▶ _Vorgegebener Text_
Helmut Schelsky hat seine Definition von sozialer Schicht klar definiert als „eine willkürliche schichten-mäßige Gliederung jeder größeren Bevölkerung aufgrund objektiver Positionsmerkmale […], bei der subjektive, vom Schichtangehörigen erlebbare Aspekte wie Prestige und Klassenbewußtsein [sic!] keine Rolle spielen müssen“ (Geißler, R. 2017, S.2).

Auch Theodor Geiger, ein bekannter dänischer Soziologe, hat eine Definition von sozialer Schicht. In seinem entwickelten Schichtmodell sind die „Klassen- und Schichtstruktur“ zentrale Themen und somit auch sein Verständnis von einer Schicht (Burzan, N. 2011, S.26). So ist die soziale Schicht die Beschreibung für eine besondere „soziale Lage“ und spiegelt die „Sozialstruktur einer Gesellschaft“ wider. Geiger unterscheidet hierbei gezielt zwischen „‘objektiven‘ und ‚subjektiven‘ Schichtbegriffen“. Objektive Bezeichnungen beziehen sich ausschließlich auf äußere Kennzeichen der sozialen Lage. Die subjektive Anlehnung fokussiert sich auf einheitliche Ansichten, Gedanken oder psychische Verfassungen. Hierzu gehören ausschließlich Personen, die sich auch „solidarisch fühlen und so verhalten“ (Burzan, N. 2011, S.27).

▶ _Aufgaben zur Bearbeitung_
1. Übersetze diesen Satz aus dem Text über soziale Schichten ins Englische: „Objektive Bezeichnungen beziehen sich ausschließlich auf äußere Kennzeichen der sozialen Lage.“
2. Ändere im Text über soziale Schichten den Abschnitt von „Helmut Schelsky hat“ bis „R. 2017, S.2).“, indem du „Prestige“ durch „Ansehen“ ersetzt.
3. Schreibe den Text über soziale Schichten im Anschluss an seinen letzten Satz weiter.
Die Daten spielen hierfür keine Rolle.

▶ _Bereitgestellte Daten_
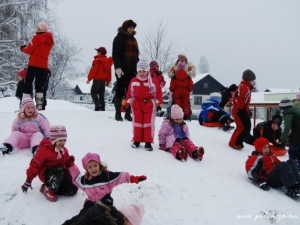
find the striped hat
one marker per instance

▶ _Endgültige Antworten_
1. Objective designations refer exclusively to external characteristics of the social situation.

2.
Helmut Schelsky hat seine Definition von sozialer Schicht klar definiert als „eine willkürliche schichten-mäßige Gliederung jeder größeren Bevölkerung aufgrund objektiver Positionsmerkmale […], bei der subjektive, vom Schichtangehörigen erlebbare Aspekte wie Ansehen und Klassenbewußtsein [sic!] keine Rolle spielen müssen“ (Geißler, R. 2017, S.2).

3.
1.1.3. Relevanz und Zuordnung zu meiner Fragestellung

In Bezug auf die Fragestellung, in welchem Ausmaß die soziale Herkunft der Eltern Einfluss auf die Bildungschancen der Kinder hat, ist der Schichtenbegriff am anschaulichsten. Zur Vereinfachung werden wir nur nach den im allgemeinen Sprachgebrauch genutzten drei Schichten „Unterschicht“, „Mittelschicht“ und „Oberschicht“ differenzieren. Diese Schichten lassen sich für die Einteilung nach Herkünften der Familien anschaulich charakterisieren.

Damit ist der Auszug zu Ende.